--- PROBLEM ---
Print the whole listing exactly.

|---|

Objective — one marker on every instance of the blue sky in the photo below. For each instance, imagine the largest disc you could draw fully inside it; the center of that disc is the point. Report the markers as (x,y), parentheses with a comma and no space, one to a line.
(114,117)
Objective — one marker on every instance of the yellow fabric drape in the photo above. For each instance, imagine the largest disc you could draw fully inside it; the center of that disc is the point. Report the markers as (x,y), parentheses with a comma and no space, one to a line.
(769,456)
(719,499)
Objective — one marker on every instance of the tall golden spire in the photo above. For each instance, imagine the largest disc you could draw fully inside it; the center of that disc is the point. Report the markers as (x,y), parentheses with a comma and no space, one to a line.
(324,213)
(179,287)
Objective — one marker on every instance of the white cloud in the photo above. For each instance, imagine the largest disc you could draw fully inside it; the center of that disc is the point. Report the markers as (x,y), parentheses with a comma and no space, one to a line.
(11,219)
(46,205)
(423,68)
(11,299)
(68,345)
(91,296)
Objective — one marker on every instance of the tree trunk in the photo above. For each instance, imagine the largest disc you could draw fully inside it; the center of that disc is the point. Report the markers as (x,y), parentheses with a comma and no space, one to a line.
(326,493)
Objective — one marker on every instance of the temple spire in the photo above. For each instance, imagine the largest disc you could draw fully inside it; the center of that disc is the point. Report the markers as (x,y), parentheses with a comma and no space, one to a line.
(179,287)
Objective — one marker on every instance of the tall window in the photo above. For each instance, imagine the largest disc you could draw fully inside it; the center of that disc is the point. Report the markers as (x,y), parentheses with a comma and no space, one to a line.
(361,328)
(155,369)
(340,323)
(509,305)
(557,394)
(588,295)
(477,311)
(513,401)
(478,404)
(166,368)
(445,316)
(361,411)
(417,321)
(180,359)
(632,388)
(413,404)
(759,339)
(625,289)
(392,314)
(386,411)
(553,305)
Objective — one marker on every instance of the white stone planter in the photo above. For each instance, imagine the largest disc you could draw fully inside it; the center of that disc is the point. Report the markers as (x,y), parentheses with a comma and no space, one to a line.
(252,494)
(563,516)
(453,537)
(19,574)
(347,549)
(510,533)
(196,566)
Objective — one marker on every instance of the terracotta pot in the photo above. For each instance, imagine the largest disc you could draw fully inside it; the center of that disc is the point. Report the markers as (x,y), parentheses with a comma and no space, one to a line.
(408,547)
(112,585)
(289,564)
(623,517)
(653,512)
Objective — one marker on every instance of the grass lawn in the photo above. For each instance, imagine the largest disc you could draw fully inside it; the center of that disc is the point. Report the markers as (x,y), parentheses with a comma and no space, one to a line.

|---|

--- RESPONSE ---
Objective — one marker on every instance of the blue sky in the photo below. For each instance, imagine the largest disc you could draw fully inside it; the center of that disc is the point. Report the markers as (x,y), parentheses with a comma and no space, one to a line.
(114,117)
Objective — one marker on every instance of the yellow fabric drape in the photo above. For each instance, imagine the largest disc you could draw fully inside it; the center of that disc is the point. Report the markers as (x,y), parentheses with a comma and no space, one to a line.
(769,456)
(719,499)
Objective — one marker on every instance of the tall golden spire in the photo above. For each instance, imagine the largest disc you could draw fully inside it; the center of that disc is the point. Report the markers as (x,y), parentheses with a comma and no space, one to a line.
(324,213)
(179,287)
Objective — one marker on every instance of the white cloud in the photo above. For each instance, imagine the largest disc you could draw fully inside it; the center of that disc is the point. Report the markers as (x,y), parentheses with a comma and no space, one to a line.
(11,219)
(46,205)
(423,68)
(11,299)
(68,345)
(91,296)
Objective — one marker on every instance of the tree trunk in the photo above. For each instance, imagine the largest disc you could draw fully inside it; the center of that disc is the point. Report the markers as (x,y), parentheses with a comma and no space, one to a line.
(326,493)
Objective — one marker on every instance of the temple spire in the photo above. For each instance, imagine the largest disc you could draw fully inside it; the center of that disc is the point. Report the markers as (x,y), parentheses with a comma and no space, one to a line.
(179,287)
Objective — one marker on every instance of the tall window in the photo above. For each instance, imagine the largest disc you could draw fully inside it; the center of that disc is the point. Report the markers as (x,y), parentheses with a comma and no space, one to a line.
(361,328)
(155,369)
(340,323)
(509,305)
(557,394)
(588,295)
(477,311)
(513,401)
(478,404)
(166,368)
(445,316)
(361,411)
(417,321)
(180,359)
(632,388)
(413,404)
(759,339)
(625,289)
(392,314)
(386,411)
(553,305)
Objective — one marker on every instance of the white stone planter in the photo above. For each instance, imagine the largest disc you could draw fully inside it; the center of that disc is the point. Report the markers as (x,y), parentheses with a comma and no space, one to a line.
(252,494)
(563,516)
(453,537)
(19,574)
(347,549)
(510,533)
(196,566)
Objective — one marker on every instance of the terracotta pot in the photo above. For each instance, imagine the largest disc you could draw fully inside it; the center of that disc is the point. Report the markers as (x,y), parentheses with a comma and no space, one to a line.
(408,547)
(112,585)
(289,564)
(623,517)
(653,512)
Objective — one marker on every instance of the grass lawn in the photo above. For each instance, imagine the largest disc you could draw fully inside it; the center of that disc is the point. Report the markers as (x,y), parentheses with a comma and no space, one to a line.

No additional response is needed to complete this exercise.